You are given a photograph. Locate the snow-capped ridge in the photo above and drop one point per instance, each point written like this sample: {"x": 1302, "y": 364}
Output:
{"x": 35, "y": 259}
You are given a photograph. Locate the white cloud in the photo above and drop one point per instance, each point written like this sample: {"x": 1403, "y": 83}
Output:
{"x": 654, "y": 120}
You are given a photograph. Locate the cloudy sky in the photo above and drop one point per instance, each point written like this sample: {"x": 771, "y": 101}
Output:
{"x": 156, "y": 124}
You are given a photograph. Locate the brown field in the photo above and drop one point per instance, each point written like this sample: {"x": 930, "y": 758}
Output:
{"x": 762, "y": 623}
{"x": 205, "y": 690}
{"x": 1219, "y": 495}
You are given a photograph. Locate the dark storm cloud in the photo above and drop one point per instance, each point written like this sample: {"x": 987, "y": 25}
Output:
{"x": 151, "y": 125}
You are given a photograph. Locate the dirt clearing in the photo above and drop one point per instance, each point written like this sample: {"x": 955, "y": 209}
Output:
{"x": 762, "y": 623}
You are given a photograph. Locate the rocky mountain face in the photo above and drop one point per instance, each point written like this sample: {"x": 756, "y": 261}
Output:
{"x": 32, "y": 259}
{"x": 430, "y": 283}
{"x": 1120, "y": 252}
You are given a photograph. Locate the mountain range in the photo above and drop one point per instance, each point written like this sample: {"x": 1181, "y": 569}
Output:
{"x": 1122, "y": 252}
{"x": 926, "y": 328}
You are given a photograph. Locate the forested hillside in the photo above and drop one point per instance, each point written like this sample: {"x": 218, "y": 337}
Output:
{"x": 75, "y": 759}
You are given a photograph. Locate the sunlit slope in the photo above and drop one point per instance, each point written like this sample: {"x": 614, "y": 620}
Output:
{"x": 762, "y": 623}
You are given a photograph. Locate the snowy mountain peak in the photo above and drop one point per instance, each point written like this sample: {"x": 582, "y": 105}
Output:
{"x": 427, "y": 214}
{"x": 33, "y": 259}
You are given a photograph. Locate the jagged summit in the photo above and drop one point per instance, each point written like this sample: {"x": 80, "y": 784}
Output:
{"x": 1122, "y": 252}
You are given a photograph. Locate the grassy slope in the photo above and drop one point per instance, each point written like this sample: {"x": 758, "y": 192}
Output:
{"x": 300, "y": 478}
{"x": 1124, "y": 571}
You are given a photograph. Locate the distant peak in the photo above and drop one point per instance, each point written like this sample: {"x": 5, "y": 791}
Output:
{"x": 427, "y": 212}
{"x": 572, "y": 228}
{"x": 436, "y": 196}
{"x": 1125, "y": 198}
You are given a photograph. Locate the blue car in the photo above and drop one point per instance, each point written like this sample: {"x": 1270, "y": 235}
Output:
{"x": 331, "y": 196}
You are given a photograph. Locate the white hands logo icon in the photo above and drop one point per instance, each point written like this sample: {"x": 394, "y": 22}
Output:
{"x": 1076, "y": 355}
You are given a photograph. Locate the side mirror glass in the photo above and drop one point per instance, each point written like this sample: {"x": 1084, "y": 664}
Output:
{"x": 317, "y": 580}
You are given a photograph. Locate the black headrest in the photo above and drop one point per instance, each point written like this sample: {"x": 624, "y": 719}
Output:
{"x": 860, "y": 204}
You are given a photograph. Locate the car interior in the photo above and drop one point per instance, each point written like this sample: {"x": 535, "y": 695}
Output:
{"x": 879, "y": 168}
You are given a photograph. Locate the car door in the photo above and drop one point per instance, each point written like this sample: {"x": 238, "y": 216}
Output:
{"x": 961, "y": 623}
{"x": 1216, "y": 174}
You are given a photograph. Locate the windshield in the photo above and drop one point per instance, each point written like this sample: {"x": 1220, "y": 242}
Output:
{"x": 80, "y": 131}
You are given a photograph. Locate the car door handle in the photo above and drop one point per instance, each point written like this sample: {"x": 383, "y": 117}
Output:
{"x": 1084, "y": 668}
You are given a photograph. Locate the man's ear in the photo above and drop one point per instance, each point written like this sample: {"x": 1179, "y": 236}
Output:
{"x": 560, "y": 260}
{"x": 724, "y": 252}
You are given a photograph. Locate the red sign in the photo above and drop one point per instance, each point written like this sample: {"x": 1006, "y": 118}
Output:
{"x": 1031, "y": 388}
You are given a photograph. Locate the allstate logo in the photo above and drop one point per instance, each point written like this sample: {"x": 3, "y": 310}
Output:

**ABOUT THIS EXERCISE:** In the listing above, find each line with "slope" and copy it.

**EXERCISE ANSWER:**
You are given a photograph. Locate the sunlit slope in the photo above and drop one point per instance, each point written like this sample: {"x": 614, "y": 620}
You are given a photograph. Locate the grassy slope in the photo above and drop one point per instance, each point written like this sample: {"x": 758, "y": 192}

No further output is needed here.